Short problem: Output as a numbered list the lines of the material between the line holding "Target = eyeglasses" and the line holding "x=339 y=157", inclusive, leaving out any blank lines.

-- Start --

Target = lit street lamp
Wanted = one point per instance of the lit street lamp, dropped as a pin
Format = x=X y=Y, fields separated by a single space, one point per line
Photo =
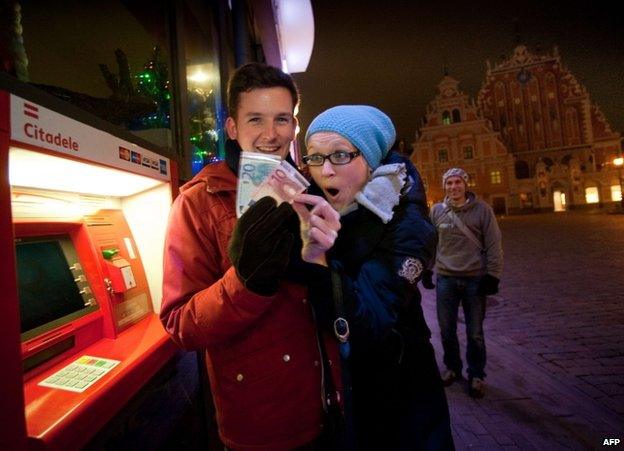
x=619 y=161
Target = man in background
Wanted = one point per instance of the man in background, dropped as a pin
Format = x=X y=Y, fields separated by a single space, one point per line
x=469 y=264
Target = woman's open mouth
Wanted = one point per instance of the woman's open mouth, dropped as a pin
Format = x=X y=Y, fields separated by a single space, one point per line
x=333 y=192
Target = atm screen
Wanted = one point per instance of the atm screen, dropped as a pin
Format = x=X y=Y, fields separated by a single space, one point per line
x=51 y=283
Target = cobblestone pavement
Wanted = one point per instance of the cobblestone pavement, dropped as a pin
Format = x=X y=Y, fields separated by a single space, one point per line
x=555 y=339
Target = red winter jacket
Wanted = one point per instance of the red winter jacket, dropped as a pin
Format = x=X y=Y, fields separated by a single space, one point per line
x=261 y=352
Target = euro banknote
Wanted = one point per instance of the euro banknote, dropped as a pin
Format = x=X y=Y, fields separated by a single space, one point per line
x=254 y=168
x=282 y=184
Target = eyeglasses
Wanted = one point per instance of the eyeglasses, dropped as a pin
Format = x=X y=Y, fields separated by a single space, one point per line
x=339 y=157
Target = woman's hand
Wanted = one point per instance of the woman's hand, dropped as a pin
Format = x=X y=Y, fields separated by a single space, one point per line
x=319 y=227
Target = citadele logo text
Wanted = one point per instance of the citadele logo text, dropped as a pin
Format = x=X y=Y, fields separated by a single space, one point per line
x=34 y=131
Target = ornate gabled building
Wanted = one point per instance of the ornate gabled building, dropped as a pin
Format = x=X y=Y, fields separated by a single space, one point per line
x=560 y=145
x=454 y=133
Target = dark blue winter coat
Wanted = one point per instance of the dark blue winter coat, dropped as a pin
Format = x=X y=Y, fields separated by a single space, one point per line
x=397 y=400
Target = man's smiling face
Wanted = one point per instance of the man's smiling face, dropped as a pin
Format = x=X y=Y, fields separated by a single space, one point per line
x=264 y=121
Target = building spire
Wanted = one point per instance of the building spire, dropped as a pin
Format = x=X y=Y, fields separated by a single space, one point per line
x=516 y=22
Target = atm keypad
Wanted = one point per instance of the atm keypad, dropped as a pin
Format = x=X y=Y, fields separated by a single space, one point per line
x=80 y=374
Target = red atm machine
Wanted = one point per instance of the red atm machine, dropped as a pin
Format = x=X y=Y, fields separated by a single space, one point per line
x=83 y=223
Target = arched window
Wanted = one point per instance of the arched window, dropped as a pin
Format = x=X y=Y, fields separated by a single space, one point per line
x=573 y=125
x=522 y=170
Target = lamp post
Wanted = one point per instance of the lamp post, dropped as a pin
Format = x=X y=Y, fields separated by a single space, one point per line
x=618 y=162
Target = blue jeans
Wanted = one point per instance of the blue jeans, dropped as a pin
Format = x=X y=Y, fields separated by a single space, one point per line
x=450 y=291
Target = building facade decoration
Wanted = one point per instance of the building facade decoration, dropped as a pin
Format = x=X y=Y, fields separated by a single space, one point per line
x=455 y=133
x=556 y=146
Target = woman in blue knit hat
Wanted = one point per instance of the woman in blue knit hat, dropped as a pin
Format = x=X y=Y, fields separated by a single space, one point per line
x=394 y=395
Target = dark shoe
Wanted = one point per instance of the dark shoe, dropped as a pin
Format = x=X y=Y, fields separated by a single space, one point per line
x=476 y=388
x=449 y=377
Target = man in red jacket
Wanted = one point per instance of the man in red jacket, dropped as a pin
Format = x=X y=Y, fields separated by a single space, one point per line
x=224 y=292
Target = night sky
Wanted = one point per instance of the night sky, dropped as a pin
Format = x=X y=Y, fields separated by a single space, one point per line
x=392 y=54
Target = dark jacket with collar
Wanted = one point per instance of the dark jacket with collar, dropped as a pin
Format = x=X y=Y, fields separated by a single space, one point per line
x=397 y=396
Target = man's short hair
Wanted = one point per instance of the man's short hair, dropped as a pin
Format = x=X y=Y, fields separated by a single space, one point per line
x=256 y=76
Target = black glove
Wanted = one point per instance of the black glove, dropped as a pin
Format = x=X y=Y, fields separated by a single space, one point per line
x=260 y=245
x=488 y=285
x=427 y=279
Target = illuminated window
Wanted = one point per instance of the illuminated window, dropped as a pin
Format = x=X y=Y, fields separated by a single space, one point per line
x=496 y=177
x=616 y=192
x=591 y=195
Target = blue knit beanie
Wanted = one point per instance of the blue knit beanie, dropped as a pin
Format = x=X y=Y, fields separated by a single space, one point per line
x=370 y=130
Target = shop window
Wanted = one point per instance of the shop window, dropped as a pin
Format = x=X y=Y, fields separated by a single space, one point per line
x=115 y=69
x=496 y=177
x=205 y=114
x=591 y=195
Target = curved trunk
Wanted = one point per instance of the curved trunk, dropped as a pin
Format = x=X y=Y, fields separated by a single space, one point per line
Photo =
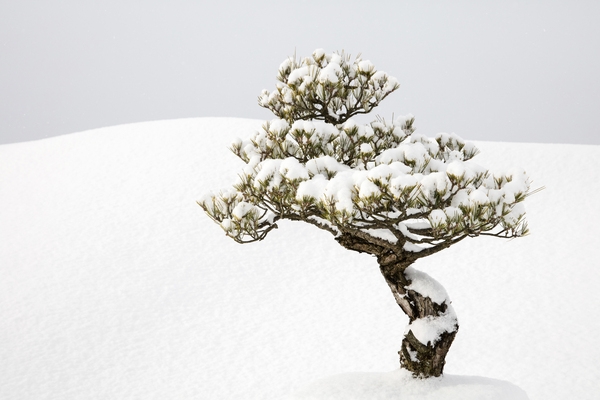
x=433 y=324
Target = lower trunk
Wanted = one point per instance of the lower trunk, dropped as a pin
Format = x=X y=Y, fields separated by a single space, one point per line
x=433 y=323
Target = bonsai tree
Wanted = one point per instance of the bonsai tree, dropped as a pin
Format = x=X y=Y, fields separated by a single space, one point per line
x=378 y=188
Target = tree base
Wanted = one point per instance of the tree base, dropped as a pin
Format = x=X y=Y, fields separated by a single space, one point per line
x=400 y=385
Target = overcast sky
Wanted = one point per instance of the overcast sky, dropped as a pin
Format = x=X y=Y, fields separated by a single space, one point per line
x=488 y=70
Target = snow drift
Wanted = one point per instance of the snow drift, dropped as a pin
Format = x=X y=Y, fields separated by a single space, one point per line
x=115 y=285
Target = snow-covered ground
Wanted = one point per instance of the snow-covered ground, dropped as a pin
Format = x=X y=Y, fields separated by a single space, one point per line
x=115 y=285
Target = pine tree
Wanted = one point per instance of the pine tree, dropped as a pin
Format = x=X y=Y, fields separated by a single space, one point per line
x=378 y=188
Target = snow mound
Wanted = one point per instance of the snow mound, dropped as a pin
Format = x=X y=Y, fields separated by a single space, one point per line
x=399 y=385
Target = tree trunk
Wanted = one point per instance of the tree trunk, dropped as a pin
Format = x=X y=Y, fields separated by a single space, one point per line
x=433 y=324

-- End --

Full response:
1. Target = eyeglasses
2. Wanted = one point per instance of the eyeglasses, dropped as a pin
3. Format = x=X y=Y, fields separated by a single space, one point per line
4. x=339 y=157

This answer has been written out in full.